◆ WORK ORDER: Repeat the entries below exactly as they appear, with no pictures.

Saved entries
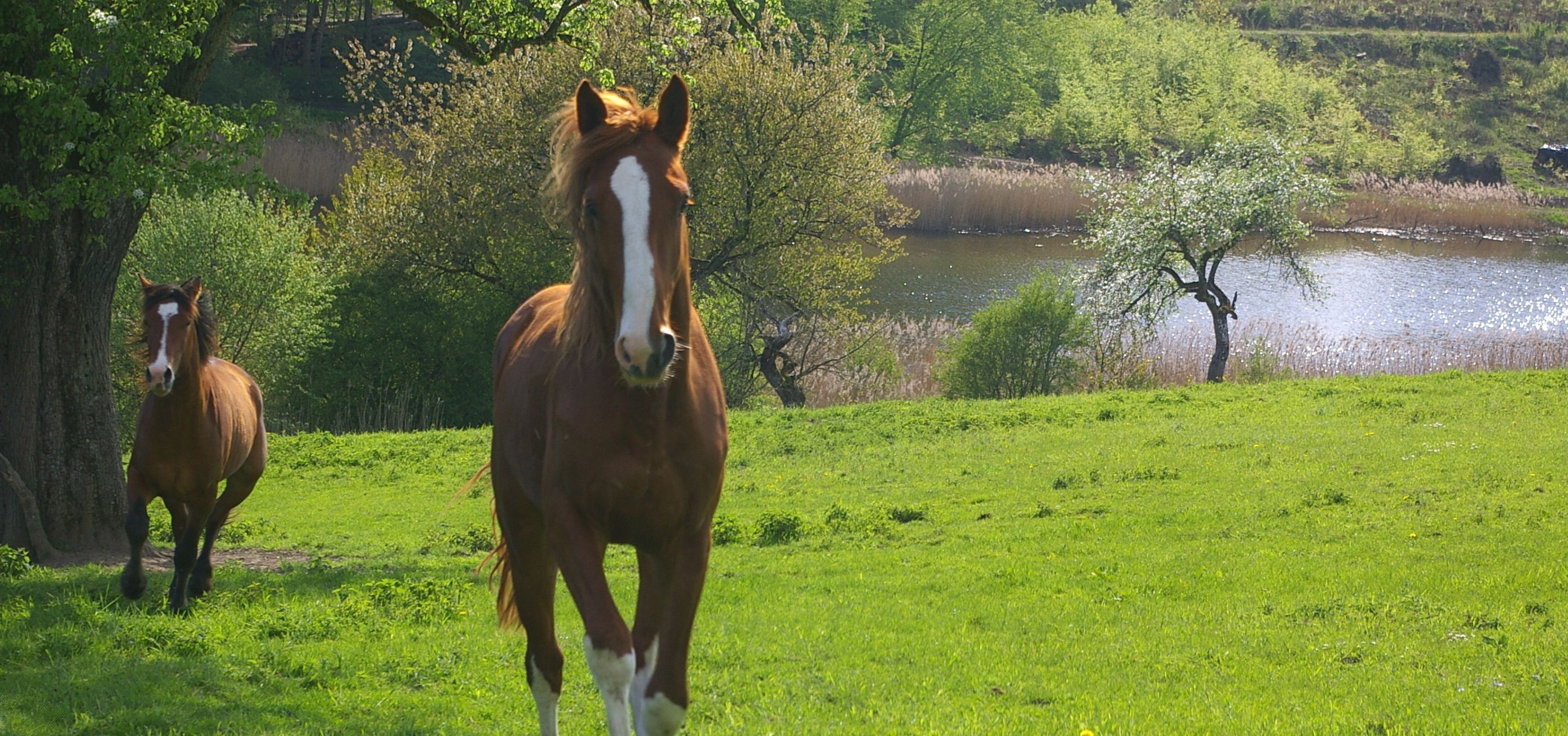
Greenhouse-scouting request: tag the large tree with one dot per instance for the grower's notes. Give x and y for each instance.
(1165, 234)
(96, 113)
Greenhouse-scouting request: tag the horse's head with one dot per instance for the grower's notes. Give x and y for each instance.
(629, 198)
(171, 318)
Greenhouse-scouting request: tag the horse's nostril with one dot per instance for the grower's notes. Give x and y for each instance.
(668, 354)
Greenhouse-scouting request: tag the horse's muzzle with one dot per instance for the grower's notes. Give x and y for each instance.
(646, 368)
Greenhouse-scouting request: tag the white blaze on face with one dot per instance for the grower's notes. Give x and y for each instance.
(548, 702)
(640, 685)
(629, 184)
(162, 362)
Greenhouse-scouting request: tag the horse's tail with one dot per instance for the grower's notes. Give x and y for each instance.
(505, 605)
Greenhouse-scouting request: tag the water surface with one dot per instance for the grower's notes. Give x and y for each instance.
(1376, 285)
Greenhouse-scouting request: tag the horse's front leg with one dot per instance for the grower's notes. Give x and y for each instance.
(132, 580)
(186, 550)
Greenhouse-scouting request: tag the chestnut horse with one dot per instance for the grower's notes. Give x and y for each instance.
(200, 424)
(601, 434)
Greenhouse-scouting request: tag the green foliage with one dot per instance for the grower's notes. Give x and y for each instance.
(274, 297)
(780, 528)
(785, 161)
(957, 69)
(1018, 346)
(13, 562)
(87, 113)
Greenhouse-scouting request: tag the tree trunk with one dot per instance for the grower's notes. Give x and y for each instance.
(1222, 342)
(783, 382)
(57, 407)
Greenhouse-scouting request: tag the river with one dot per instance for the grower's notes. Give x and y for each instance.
(1376, 285)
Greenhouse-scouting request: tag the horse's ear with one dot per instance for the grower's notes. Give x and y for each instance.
(590, 109)
(675, 112)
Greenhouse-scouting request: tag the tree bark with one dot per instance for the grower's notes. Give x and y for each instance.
(1222, 342)
(783, 382)
(57, 407)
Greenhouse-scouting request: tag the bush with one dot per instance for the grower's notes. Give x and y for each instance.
(13, 562)
(270, 292)
(1018, 346)
(780, 530)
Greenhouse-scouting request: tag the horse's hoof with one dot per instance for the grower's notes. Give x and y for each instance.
(132, 586)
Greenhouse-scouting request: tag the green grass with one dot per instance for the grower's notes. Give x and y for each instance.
(1330, 556)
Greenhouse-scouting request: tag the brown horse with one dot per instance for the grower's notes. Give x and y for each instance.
(201, 424)
(601, 435)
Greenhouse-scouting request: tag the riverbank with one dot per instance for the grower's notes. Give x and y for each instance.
(1332, 556)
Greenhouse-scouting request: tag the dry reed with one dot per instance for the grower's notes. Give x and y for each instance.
(992, 197)
(311, 161)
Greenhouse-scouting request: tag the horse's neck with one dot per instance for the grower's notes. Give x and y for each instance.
(187, 400)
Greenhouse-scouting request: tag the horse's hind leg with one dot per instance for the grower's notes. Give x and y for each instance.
(234, 492)
(132, 580)
(666, 699)
(531, 568)
(579, 550)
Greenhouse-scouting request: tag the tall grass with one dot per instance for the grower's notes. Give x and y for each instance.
(1008, 197)
(992, 197)
(1179, 355)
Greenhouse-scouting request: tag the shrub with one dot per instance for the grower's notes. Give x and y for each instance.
(1018, 346)
(13, 562)
(728, 530)
(780, 530)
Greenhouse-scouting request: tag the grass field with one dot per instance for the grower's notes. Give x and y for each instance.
(1322, 556)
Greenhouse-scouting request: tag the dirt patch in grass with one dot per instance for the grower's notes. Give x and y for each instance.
(162, 561)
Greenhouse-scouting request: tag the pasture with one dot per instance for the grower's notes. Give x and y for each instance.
(1322, 556)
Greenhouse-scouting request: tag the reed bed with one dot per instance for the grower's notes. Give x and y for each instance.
(993, 197)
(1179, 355)
(1008, 197)
(374, 410)
(1426, 205)
(311, 161)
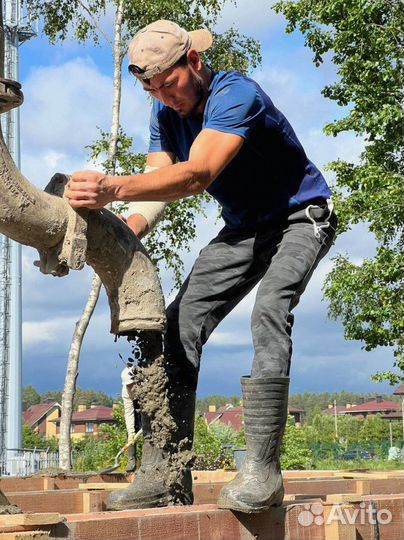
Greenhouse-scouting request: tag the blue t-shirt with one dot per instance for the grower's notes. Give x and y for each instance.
(270, 177)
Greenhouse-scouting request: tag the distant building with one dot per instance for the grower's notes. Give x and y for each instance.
(330, 411)
(41, 418)
(87, 421)
(375, 406)
(232, 416)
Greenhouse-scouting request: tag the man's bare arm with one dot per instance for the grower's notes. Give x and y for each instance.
(210, 153)
(141, 219)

◆ COMPLETED EXERCISE:
Greenhouse-scouting request: tag the large tree with one dot per instance for the grower's notes. Give x and y for each instance.
(1165, 234)
(96, 113)
Greenhouse-scouting request: tag the horse's head with one dot per instance for the grower's notes. Give x and y for each instance.
(629, 198)
(171, 318)
Greenhouse-scouting request: tag the horse's nostril with one dot per instance for the grower's notes. Give x and y for each instance.
(668, 354)
Greenhouse-scouting request: tag the horse's muzzle with one dot per instance for the grower's notes. Give x and y for each instance.
(646, 368)
Greenhouse-scouting request: tag the white blaze on face with one dot per instance for the grower's notes. Give x and y for each instance.
(548, 702)
(640, 685)
(629, 184)
(162, 362)
Greenhouse-scouting request: tag the horse's tail with one dot per instance for the grower's notes. Give x and y for each instance.
(505, 605)
Greenhouse-scouting request: tag the water surface with one dot per instance for the grower's notes. Give x and y for each instance.
(1376, 285)
Greenhouse-scouting request: tag the horse's front leg with one dot per instance for the grower's notes. Give x and y for each instance.
(132, 580)
(186, 550)
Greenhouse-scouting request: tag the chestnut horse with one dot per instance for the grower's notes. Give x and y for each instance.
(200, 424)
(601, 434)
Greenhouse-scouting request: tag the green foliage with one dot per instance for the grower's notes. Give x and y for each instance.
(274, 297)
(780, 528)
(785, 161)
(957, 69)
(1018, 346)
(13, 562)
(87, 113)
Greenhouse-scouting request: tag the tree trunk with one dot per instance for the grower's notes. Give x and y for each instance.
(1222, 342)
(783, 382)
(57, 407)
Greenhouse-scouting request: tag the river with one dot per instance for the grower's notes. Give x and y for each instance.
(1376, 285)
Greenhouse-scouting request: tag the horse's ear with one dot per instance for the grower's notes. Give x and y for each instance.
(590, 109)
(675, 112)
Greenhouse-scouting request: tag the tree bark with one dot per instance for the grower's notes. Give x and y for each instance.
(1222, 342)
(783, 382)
(57, 407)
Greenhouse-scouting request: tag the bush with one dot per instance for the grower's notes. Give x and y for each instance.
(13, 562)
(270, 292)
(1018, 346)
(780, 530)
Greenhouse-scouting request: tag the horse's hoof with one dot per instance for the grower's notes. Give x and y for each instance.
(132, 586)
Greenhouse-scouting request: tag the green grass with one dot per instance for the grower's notes. Give x and y for each instance.
(1330, 556)
Greenhouse-scouting request: tag the brown horse with one dot per instance for the grower's notes. Give x and y for each instance.
(201, 424)
(601, 435)
Greenhouse-scouting request: tag the riverbank with one dot per instance for the grower's notes. Give x and y for each instance.
(1332, 556)
Greenhouse-scouting request: tag the dry reed with one dot per instance for the grower's notes. Give x and y for each instance.
(992, 197)
(311, 161)
Greenhouse-scouting request: tag the horse's neck with one dot per instance for the grower's notes. Give x and y for each instance.
(187, 400)
Greenhouse-scouting request: tag the horse's hind leg with one dot per instance for the grower's notes. Give x and y for each instance.
(234, 492)
(132, 580)
(666, 699)
(531, 568)
(579, 550)
Greenhouse-scouting request: tag the tall grass with one dot per instance for the grower's notes. Give x and y for each instance.
(1008, 197)
(992, 197)
(1179, 355)
Greenhouse-scouting request: tag the shrub with one dot per instance for the grower's notes. Give x and y for each instance.
(1018, 346)
(13, 562)
(728, 530)
(780, 530)
Greenhouse-scouting request: tag the grass field with one dot per instance for the grower's notes. Give x and y for each instance.
(1322, 556)
Greenhouse-scouting request: tag the dirt patch in grass with one dot per instance for the grower's notes. Give x and y for each instance.
(162, 561)
Greenhouse-scouting request: tag the pasture with one dot per instance for the grower's notes. Give x and y for each instance.
(1322, 556)
Greenhouse-scouting request: tag the reed bed with one dot per instance for the grower's notes. Give x and y for each instance.
(993, 197)
(1179, 355)
(1008, 197)
(374, 410)
(1426, 205)
(311, 161)
Greenhouse-scouting request: tag the blue t-shirt with one dot per instance for the grower's notes. Give x and y for each instance.
(270, 177)
Greenhouse-scouting request: tag the distant building with one dot per instance for the grower's notes. Give x and y for each instance.
(330, 411)
(41, 418)
(87, 421)
(375, 406)
(232, 416)
Greenhouse-scouting request: tag the man's bare arm with one dot per instance for the grower's notes. Give x and y for each instance.
(210, 153)
(141, 219)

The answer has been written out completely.